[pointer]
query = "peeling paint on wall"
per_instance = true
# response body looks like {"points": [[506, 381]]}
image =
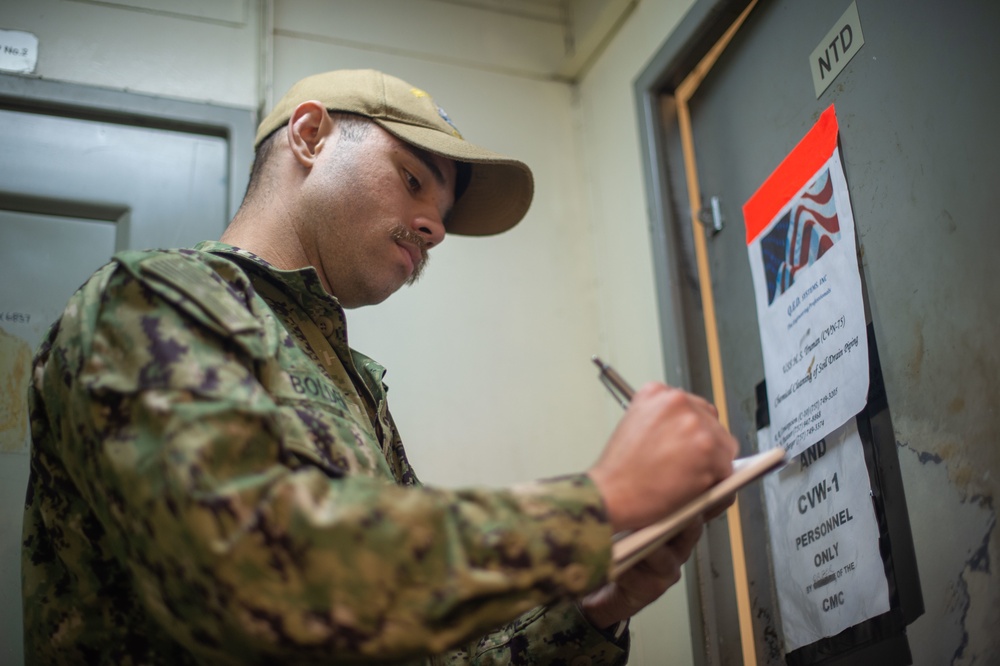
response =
{"points": [[15, 370], [956, 543]]}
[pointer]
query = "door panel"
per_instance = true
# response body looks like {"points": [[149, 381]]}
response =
{"points": [[72, 192], [919, 148]]}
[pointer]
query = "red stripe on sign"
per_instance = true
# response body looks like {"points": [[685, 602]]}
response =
{"points": [[792, 174]]}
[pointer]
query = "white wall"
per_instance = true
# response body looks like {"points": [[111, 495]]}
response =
{"points": [[488, 355], [146, 51]]}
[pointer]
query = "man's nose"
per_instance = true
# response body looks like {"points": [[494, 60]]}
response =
{"points": [[429, 225]]}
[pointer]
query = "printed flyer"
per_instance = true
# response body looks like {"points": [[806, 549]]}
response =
{"points": [[800, 239], [824, 533]]}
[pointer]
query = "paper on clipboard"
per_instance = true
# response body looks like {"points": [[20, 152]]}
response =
{"points": [[635, 546]]}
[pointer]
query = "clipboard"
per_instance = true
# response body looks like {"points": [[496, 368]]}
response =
{"points": [[636, 546]]}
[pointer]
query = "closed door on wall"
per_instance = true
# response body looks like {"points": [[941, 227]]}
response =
{"points": [[74, 189]]}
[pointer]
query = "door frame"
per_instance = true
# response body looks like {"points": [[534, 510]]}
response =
{"points": [[684, 337], [236, 125]]}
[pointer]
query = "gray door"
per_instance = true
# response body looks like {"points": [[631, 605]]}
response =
{"points": [[73, 190], [917, 109]]}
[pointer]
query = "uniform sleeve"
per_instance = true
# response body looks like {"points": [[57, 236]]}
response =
{"points": [[243, 553], [547, 635]]}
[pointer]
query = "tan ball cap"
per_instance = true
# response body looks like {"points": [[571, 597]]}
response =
{"points": [[500, 188]]}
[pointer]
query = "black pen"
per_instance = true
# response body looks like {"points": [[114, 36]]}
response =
{"points": [[618, 387]]}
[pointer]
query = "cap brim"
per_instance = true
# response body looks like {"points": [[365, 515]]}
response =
{"points": [[500, 188]]}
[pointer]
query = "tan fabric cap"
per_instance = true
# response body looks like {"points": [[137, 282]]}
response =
{"points": [[500, 187]]}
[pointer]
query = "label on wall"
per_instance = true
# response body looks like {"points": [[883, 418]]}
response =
{"points": [[836, 49], [824, 535], [18, 51], [800, 238]]}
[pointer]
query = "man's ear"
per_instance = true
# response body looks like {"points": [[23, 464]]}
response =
{"points": [[309, 127]]}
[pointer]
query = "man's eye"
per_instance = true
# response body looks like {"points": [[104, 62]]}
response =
{"points": [[411, 181]]}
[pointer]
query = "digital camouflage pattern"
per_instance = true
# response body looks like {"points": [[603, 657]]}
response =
{"points": [[203, 491]]}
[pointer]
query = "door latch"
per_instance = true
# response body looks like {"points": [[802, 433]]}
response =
{"points": [[711, 215]]}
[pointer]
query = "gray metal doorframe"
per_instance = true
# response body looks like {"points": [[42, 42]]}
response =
{"points": [[683, 337], [236, 125]]}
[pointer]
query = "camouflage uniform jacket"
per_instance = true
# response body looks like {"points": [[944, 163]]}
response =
{"points": [[205, 490]]}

.....

Can you retype every record above exactly, leaving out the pictures?

[pointer]
query = "peeling paint on wall"
per_instance = true
# response body looks like {"points": [[506, 381]]}
image =
response =
{"points": [[15, 370], [956, 543]]}
[pointer]
query = "door panel"
per_instance = true
# response body looks like {"points": [[149, 381]]}
response =
{"points": [[72, 192], [919, 148]]}
[pointer]
query = "red stripe on sign"
per_instance = true
# response body looks like {"points": [[685, 602]]}
response =
{"points": [[792, 174]]}
[pointer]
query = "white wall"
per_instance = true
# response body looks like {"points": [[111, 495]]}
response =
{"points": [[488, 355], [146, 51]]}
[pointer]
query = "man's nose"
per_instance = true
# response body looks like {"points": [[494, 60]]}
response =
{"points": [[429, 225]]}
[pointer]
query = "printed flyer"
per_instance = true
# response body looks like {"points": [[806, 549]]}
response =
{"points": [[800, 239], [824, 533]]}
[pointer]
query = "paper on clipboard"
per_instance = true
# response body looks like {"points": [[20, 152]]}
response =
{"points": [[635, 546]]}
[pointer]
query = "clipboard"
per_instance = true
# response body looks like {"points": [[496, 368]]}
response =
{"points": [[636, 546]]}
[pointer]
query = "closed door on wall"
per_instance = true
# response body looks like {"points": [[941, 227]]}
response =
{"points": [[74, 189]]}
[pointer]
query = "door frame"
per_instance = true
# response body looks like {"points": [[534, 510]]}
response =
{"points": [[684, 337], [236, 125]]}
[pointer]
query = "gray door"
per_instance = true
# response body looks like {"points": [[631, 605]]}
response =
{"points": [[73, 190], [917, 109]]}
[pointer]
query = "uniform sleeve"
per_instance = true
# response body looks like {"points": [[57, 236]]}
response =
{"points": [[243, 553], [547, 635]]}
[pointer]
query = "tan ball cap"
per_instance = true
# response body looks like {"points": [[571, 597]]}
response =
{"points": [[500, 188]]}
[pointer]
query = "black pen"
per_instance = true
# response body looks like {"points": [[114, 36]]}
response =
{"points": [[618, 387]]}
[pointer]
query = "cap brim"
per_instance = true
# response body looks like {"points": [[365, 515]]}
response =
{"points": [[500, 188]]}
[pointer]
query = "tan fabric cap"
per_instance = true
# response body looks like {"points": [[137, 282]]}
response =
{"points": [[500, 187]]}
[pointer]
query = "label on wall"
per_instance = true
# response body looks like {"points": [[883, 418]]}
response =
{"points": [[836, 49], [824, 535], [18, 51], [800, 238]]}
[pointer]
query = "man's ear"
per_instance = true
# response body looks like {"points": [[23, 464]]}
response =
{"points": [[309, 127]]}
[pointer]
query = "man's eye"
per_instance = true
# response body looks like {"points": [[104, 62]]}
response =
{"points": [[411, 181]]}
[pointer]
query = "digital camouflage pattern"
per_instance = true
# response body looks like {"points": [[603, 657]]}
response =
{"points": [[203, 491]]}
[pointer]
query = "door latch"
per_instance = true
# response body looks like {"points": [[802, 433]]}
response =
{"points": [[711, 215]]}
[pointer]
query = "gray metal doorframe"
per_instance = true
# response body looks like {"points": [[42, 42]]}
response =
{"points": [[683, 337], [236, 125]]}
[pointer]
query = "camouflage uniform jacket"
per_instance = true
# response body looks like {"points": [[944, 163]]}
response =
{"points": [[205, 490]]}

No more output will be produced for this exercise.